> [WHAT THE TASK ASKS]
What you return must be exactly the lines running from the one with "of the m240b" to the end of the data below, inclusive, and nothing more.

> [DATA EXCERPTS]
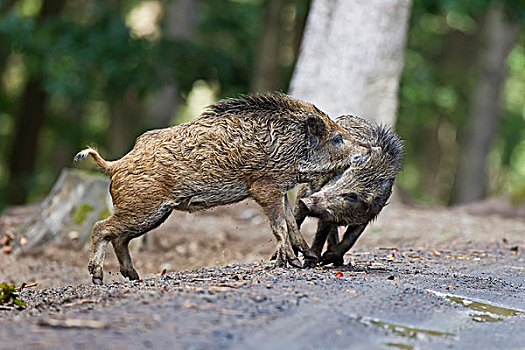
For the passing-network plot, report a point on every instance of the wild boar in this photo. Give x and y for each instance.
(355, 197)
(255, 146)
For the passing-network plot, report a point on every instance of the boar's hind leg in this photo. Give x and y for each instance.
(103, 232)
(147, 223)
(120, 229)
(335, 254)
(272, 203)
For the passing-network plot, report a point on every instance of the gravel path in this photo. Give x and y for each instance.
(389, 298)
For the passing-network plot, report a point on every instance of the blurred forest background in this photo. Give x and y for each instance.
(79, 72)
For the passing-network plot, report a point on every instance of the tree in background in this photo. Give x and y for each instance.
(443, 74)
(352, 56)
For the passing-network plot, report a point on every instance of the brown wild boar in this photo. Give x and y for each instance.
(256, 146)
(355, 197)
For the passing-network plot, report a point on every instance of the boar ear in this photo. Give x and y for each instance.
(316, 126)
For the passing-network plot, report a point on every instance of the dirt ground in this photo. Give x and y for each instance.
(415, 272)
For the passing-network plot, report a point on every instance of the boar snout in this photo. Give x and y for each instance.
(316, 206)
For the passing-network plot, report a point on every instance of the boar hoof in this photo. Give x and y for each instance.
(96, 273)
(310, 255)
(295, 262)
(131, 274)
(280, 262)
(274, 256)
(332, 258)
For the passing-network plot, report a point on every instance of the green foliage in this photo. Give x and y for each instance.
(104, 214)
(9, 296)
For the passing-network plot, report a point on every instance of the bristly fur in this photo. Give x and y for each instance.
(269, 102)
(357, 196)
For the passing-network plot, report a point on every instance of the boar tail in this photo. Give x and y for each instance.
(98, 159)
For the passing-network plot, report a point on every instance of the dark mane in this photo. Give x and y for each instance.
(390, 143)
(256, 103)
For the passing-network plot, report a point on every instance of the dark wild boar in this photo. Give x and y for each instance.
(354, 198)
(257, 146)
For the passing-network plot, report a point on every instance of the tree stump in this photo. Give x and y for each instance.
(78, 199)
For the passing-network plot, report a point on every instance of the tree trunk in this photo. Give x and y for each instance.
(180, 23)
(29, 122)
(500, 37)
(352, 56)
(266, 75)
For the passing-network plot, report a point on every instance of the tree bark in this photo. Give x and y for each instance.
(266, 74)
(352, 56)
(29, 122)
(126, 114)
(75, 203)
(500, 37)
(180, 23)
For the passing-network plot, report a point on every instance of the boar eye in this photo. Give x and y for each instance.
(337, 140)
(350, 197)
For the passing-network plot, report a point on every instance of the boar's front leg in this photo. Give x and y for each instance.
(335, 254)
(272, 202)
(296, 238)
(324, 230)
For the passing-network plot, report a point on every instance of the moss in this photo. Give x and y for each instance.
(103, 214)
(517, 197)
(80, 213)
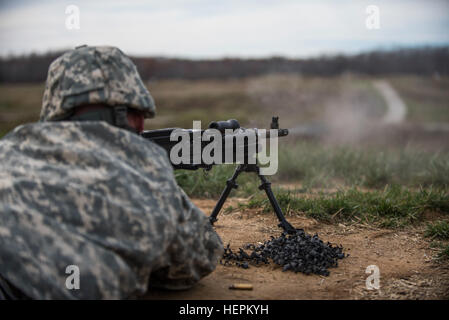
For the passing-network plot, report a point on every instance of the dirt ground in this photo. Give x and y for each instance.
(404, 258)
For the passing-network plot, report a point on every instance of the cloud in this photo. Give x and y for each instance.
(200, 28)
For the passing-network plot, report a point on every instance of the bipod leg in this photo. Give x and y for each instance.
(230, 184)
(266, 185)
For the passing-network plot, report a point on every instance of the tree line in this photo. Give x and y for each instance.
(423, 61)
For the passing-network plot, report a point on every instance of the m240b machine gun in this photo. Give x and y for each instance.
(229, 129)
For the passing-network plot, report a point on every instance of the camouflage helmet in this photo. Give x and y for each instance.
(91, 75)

> [FINAL ANSWER]
For the passing-network plot, report a point on every instance of the m240b machine gun in this photo. Give x and y for each instance.
(229, 129)
For the passing-network plot, report a point on every instance of the camouflage helmet in this photo. Give x and y for each instance.
(91, 75)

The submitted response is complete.